WRITTEN TASK: Report each line of the material below that contains the word "positive", copying every such line in full.

EXCERPTED RECORDS:

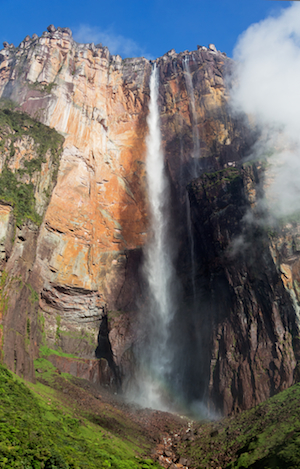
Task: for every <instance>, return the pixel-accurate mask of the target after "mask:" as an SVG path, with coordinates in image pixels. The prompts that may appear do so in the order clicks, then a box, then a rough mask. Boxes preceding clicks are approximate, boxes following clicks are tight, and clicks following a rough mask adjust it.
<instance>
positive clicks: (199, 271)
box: [189, 166, 299, 414]
mask: <svg viewBox="0 0 300 469" xmlns="http://www.w3.org/2000/svg"><path fill="white" fill-rule="evenodd" d="M262 179H263V171H262V168H261V167H259V166H254V169H253V168H252V167H251V166H243V167H242V168H241V169H237V168H231V169H225V170H223V171H220V172H217V173H212V174H208V175H204V176H202V177H201V178H199V179H198V180H197V181H194V182H193V183H192V184H191V185H190V187H189V191H190V197H191V203H192V214H193V221H194V226H195V229H196V232H197V237H196V240H197V241H196V242H197V246H196V249H197V254H198V256H197V258H198V259H199V263H198V266H197V267H198V269H199V270H198V275H199V277H200V278H201V279H202V282H201V284H200V282H199V285H198V294H199V295H200V296H201V295H202V296H203V301H202V302H199V303H198V305H199V309H200V307H201V306H200V305H202V308H203V310H204V311H205V314H203V312H204V311H202V315H201V316H202V328H203V330H205V335H204V337H203V341H202V344H201V352H200V354H202V359H203V361H204V363H205V362H206V376H207V383H206V385H207V386H208V393H209V396H210V399H211V402H214V405H215V406H216V408H217V409H219V410H221V411H222V412H223V413H225V414H227V413H230V412H232V411H236V410H240V409H244V408H249V407H251V406H253V405H256V404H257V403H259V402H261V401H262V400H264V399H266V398H268V397H269V396H270V395H273V394H274V393H276V392H278V391H280V390H282V389H285V388H286V387H288V386H290V385H291V384H293V380H294V371H295V367H296V363H297V359H299V351H298V339H297V336H298V325H297V318H296V315H295V311H294V307H293V301H292V298H291V297H290V295H289V293H288V292H287V291H286V289H285V286H284V282H283V281H282V278H281V275H282V272H281V270H280V266H279V264H276V261H275V262H274V260H275V259H274V256H273V248H272V246H271V243H270V238H269V230H268V229H267V228H266V226H264V225H263V224H262V222H261V221H262V218H261V217H262V214H261V213H259V207H258V206H257V205H256V204H257V201H259V198H260V194H259V192H260V189H261V185H259V182H262ZM247 219H248V220H250V219H251V222H247V221H246V220H247ZM200 259H201V261H200ZM198 314H199V311H198ZM190 320H192V319H190ZM193 320H194V321H195V317H194V318H193ZM207 350H209V352H208V353H207ZM198 353H199V351H198ZM205 357H206V358H205ZM204 366H205V365H204Z"/></svg>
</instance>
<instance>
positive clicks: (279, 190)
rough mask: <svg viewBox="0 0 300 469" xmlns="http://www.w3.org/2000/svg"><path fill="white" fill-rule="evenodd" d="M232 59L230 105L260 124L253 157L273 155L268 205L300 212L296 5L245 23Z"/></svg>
mask: <svg viewBox="0 0 300 469" xmlns="http://www.w3.org/2000/svg"><path fill="white" fill-rule="evenodd" d="M234 59H235V60H236V61H237V62H238V65H237V68H236V77H235V83H236V86H235V87H234V88H233V90H232V95H231V96H232V104H233V106H234V108H235V109H237V110H238V111H244V112H246V113H247V114H251V115H253V116H254V119H255V121H256V123H258V125H260V127H261V129H264V131H263V137H262V139H261V142H260V144H258V145H256V148H255V152H254V153H255V154H254V156H257V155H260V156H261V154H263V153H268V151H269V150H271V152H272V154H273V156H271V157H270V156H269V157H268V161H269V162H270V163H271V168H270V171H269V175H270V179H269V185H268V187H267V199H268V204H269V206H270V207H271V209H272V212H273V215H275V216H276V217H277V216H278V217H281V216H284V215H291V214H293V213H295V212H296V211H300V91H299V90H300V4H299V3H294V4H291V6H289V7H288V8H286V9H284V10H282V11H281V14H280V15H279V16H277V17H270V18H267V19H266V20H264V21H261V22H260V23H257V24H254V25H252V26H250V28H248V29H247V31H246V32H245V33H243V35H242V36H241V37H240V38H239V41H238V44H237V46H236V49H235V51H234Z"/></svg>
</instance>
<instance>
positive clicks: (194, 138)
mask: <svg viewBox="0 0 300 469" xmlns="http://www.w3.org/2000/svg"><path fill="white" fill-rule="evenodd" d="M183 68H184V80H185V85H186V90H187V94H188V97H189V100H190V109H191V124H192V135H193V153H192V158H193V166H192V171H191V179H194V178H196V177H198V176H199V174H200V168H199V161H200V139H199V130H198V125H197V124H198V123H197V113H196V105H195V94H194V87H193V81H192V77H191V72H190V67H189V56H187V57H185V59H184V61H183ZM186 208H187V210H186V216H187V227H188V236H189V243H190V256H191V280H192V281H191V283H192V293H193V298H194V300H195V296H196V285H195V283H196V279H195V259H194V258H195V252H194V251H195V244H194V238H193V229H192V221H191V212H190V205H189V199H188V195H187V202H186Z"/></svg>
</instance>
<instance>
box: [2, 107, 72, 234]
mask: <svg viewBox="0 0 300 469" xmlns="http://www.w3.org/2000/svg"><path fill="white" fill-rule="evenodd" d="M1 129H2V132H1ZM0 136H1V137H2V140H1V142H0V143H1V145H0V151H1V149H2V151H3V148H4V142H5V141H6V140H7V139H9V140H10V141H11V143H10V152H9V158H8V160H6V162H5V164H4V167H3V170H2V172H1V174H0V199H2V200H5V201H6V202H9V203H10V204H12V205H13V207H14V214H15V217H16V223H17V225H18V226H20V225H22V223H23V222H24V220H25V219H26V218H28V219H30V220H32V221H33V222H34V223H35V224H37V225H40V224H41V221H42V218H41V216H40V215H39V214H38V213H37V212H36V211H35V197H34V192H35V188H34V185H33V183H32V180H31V179H32V176H33V175H34V174H35V173H39V172H40V171H41V168H42V163H44V162H45V161H46V159H45V155H46V153H47V151H48V150H50V151H51V156H52V161H53V163H54V168H55V170H54V173H53V180H55V179H56V177H57V171H58V163H59V156H60V154H61V151H62V144H63V140H64V139H63V137H62V136H61V135H60V134H58V133H57V132H56V130H54V129H50V128H49V127H47V126H45V125H43V124H41V123H40V122H37V121H35V120H33V119H31V118H30V117H29V116H28V115H26V114H24V113H21V112H13V111H11V110H10V109H0ZM23 136H30V137H32V138H33V140H34V142H35V148H36V153H37V157H36V158H33V159H31V160H29V161H24V167H23V168H19V169H17V170H16V171H14V172H12V171H11V169H9V167H8V161H9V159H10V158H12V157H13V156H14V153H15V142H16V141H17V139H18V138H20V137H23ZM26 176H27V177H26ZM24 178H25V181H26V182H24ZM46 192H47V191H45V193H46ZM46 195H48V196H50V192H49V193H48V192H47V194H46Z"/></svg>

ANSWER BELOW:
positive clicks: (199, 271)
positive clicks: (279, 190)
positive clicks: (194, 138)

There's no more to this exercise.